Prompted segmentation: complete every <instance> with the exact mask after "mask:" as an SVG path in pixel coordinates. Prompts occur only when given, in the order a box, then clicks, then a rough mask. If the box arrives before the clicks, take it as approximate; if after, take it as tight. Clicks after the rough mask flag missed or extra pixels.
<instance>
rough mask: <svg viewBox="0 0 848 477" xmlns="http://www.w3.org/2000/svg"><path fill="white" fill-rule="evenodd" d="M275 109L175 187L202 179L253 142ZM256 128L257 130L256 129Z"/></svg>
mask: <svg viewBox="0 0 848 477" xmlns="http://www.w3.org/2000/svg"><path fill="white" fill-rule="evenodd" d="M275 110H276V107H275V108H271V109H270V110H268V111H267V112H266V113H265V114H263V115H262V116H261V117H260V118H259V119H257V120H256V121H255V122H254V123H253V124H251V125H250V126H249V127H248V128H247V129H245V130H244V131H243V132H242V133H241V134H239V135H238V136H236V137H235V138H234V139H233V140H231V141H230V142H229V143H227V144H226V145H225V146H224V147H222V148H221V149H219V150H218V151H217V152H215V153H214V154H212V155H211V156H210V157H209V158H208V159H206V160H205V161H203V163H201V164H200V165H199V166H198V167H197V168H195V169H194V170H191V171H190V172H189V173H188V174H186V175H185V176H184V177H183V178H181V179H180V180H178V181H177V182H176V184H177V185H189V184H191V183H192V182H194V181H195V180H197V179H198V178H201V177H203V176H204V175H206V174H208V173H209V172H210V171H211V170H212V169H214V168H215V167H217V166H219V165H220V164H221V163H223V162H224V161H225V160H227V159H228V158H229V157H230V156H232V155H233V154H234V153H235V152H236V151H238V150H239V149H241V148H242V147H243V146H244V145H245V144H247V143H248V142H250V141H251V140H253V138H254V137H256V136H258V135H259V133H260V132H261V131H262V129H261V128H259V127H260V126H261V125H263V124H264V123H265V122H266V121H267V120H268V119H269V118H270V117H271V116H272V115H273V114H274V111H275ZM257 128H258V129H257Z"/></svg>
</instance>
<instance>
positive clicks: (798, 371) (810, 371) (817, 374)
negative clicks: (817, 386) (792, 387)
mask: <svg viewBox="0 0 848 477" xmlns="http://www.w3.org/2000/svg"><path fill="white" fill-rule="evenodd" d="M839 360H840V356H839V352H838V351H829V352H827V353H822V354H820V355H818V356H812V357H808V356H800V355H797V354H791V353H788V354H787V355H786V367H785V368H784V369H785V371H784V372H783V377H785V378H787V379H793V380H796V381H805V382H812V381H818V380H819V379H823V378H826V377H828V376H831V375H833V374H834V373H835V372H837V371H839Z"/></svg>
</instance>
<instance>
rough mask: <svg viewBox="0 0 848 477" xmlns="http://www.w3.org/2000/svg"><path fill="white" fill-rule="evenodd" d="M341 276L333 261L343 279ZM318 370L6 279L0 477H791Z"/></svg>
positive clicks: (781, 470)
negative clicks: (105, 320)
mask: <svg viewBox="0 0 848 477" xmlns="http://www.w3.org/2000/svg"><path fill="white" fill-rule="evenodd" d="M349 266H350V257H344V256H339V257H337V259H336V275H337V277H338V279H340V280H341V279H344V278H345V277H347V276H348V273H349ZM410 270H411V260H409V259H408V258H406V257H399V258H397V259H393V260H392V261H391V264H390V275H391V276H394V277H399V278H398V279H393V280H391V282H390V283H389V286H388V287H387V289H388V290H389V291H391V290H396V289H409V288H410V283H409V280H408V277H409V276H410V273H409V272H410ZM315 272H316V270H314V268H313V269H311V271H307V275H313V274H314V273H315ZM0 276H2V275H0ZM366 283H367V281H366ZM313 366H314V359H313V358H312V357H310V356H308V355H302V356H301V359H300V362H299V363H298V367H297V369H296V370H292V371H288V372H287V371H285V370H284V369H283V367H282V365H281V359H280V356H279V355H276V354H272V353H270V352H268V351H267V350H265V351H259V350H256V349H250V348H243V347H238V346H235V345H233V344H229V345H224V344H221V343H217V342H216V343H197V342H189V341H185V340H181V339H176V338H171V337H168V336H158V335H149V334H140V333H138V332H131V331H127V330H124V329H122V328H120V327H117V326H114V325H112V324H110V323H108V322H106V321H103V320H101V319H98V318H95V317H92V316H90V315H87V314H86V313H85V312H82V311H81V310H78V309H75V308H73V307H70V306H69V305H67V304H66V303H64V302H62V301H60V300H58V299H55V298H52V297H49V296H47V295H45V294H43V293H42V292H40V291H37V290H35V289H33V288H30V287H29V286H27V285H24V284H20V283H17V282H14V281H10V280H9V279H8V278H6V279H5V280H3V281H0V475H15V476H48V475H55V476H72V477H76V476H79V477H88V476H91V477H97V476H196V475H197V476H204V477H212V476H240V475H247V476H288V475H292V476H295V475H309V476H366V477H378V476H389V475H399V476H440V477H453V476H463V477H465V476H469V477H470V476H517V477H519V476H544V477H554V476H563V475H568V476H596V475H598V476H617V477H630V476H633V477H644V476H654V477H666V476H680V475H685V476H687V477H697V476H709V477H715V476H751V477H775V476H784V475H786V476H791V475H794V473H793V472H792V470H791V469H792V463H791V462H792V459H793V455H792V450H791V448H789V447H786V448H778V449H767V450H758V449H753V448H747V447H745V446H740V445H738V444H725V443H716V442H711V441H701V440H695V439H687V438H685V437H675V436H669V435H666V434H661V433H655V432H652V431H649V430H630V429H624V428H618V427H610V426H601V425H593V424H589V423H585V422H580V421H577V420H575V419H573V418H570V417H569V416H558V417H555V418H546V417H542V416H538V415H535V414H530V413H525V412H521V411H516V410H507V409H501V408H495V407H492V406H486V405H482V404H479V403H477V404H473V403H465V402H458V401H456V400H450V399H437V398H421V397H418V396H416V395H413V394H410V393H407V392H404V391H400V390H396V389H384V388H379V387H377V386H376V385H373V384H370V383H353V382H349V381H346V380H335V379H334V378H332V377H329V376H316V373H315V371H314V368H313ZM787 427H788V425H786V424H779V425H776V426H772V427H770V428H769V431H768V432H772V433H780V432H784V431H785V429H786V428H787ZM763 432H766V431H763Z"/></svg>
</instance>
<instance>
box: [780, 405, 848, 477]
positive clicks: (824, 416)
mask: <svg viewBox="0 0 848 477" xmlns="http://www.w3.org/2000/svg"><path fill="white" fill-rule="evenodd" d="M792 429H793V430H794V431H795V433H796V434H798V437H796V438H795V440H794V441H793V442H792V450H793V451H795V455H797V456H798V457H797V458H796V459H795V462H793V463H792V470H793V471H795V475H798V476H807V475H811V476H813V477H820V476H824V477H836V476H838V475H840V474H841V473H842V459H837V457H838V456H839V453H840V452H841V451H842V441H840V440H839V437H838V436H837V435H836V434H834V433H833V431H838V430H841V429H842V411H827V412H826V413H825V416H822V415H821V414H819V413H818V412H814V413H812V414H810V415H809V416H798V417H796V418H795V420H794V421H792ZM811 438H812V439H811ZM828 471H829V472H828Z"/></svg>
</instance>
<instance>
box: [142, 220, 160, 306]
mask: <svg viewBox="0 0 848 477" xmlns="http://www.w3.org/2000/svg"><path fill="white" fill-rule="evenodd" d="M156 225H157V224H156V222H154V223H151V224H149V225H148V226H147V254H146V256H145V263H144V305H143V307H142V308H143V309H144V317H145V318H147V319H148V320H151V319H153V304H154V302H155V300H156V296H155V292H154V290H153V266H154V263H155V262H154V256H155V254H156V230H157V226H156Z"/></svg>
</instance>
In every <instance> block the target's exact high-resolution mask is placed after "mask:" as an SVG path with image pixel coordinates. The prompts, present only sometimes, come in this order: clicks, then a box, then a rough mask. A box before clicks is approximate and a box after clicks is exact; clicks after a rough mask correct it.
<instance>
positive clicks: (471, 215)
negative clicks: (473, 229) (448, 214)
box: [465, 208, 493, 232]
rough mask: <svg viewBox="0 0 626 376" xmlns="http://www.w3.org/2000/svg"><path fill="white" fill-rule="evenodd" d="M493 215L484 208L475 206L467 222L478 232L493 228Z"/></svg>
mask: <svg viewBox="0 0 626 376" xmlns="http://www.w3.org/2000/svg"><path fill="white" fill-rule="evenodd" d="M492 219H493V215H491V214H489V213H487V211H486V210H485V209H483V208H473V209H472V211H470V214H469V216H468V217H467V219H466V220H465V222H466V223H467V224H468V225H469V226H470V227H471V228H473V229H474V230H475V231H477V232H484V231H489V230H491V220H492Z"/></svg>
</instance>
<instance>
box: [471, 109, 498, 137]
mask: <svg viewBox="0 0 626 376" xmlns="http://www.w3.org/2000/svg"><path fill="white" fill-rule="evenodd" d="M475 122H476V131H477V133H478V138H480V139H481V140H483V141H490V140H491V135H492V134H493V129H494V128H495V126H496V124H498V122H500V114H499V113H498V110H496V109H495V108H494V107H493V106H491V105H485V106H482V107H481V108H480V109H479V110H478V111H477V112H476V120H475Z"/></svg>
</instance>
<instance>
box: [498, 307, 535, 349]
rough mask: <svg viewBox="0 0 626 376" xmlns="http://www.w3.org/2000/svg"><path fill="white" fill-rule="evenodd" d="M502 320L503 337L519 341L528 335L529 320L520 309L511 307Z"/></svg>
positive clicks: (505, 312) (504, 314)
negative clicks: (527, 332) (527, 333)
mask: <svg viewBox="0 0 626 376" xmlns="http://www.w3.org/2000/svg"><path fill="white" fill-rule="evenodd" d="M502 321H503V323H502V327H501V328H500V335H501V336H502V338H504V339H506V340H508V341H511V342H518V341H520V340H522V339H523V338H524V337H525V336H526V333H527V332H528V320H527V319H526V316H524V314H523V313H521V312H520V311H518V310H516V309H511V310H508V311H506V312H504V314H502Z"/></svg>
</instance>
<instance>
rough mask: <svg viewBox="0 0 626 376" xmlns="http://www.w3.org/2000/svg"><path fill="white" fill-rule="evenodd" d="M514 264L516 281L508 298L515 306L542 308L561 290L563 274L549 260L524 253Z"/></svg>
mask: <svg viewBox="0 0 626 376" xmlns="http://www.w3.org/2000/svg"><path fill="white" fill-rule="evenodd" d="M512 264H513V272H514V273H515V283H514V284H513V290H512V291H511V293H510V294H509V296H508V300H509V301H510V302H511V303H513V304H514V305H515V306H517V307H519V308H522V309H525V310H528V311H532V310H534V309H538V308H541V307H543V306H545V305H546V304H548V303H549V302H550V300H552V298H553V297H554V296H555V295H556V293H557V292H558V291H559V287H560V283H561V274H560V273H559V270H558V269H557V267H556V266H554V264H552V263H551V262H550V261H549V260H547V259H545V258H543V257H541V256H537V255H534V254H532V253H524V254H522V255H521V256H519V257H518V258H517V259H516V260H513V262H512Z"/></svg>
·····
**Exercise details**
Locate every line in the rows above that contains the string "negative", with case counting, and copy each such line.

**Written solution**
negative clicks: (817, 386) (792, 387)
negative clicks: (105, 320)
negative clicks: (473, 229) (448, 214)
negative clicks: (527, 332) (527, 333)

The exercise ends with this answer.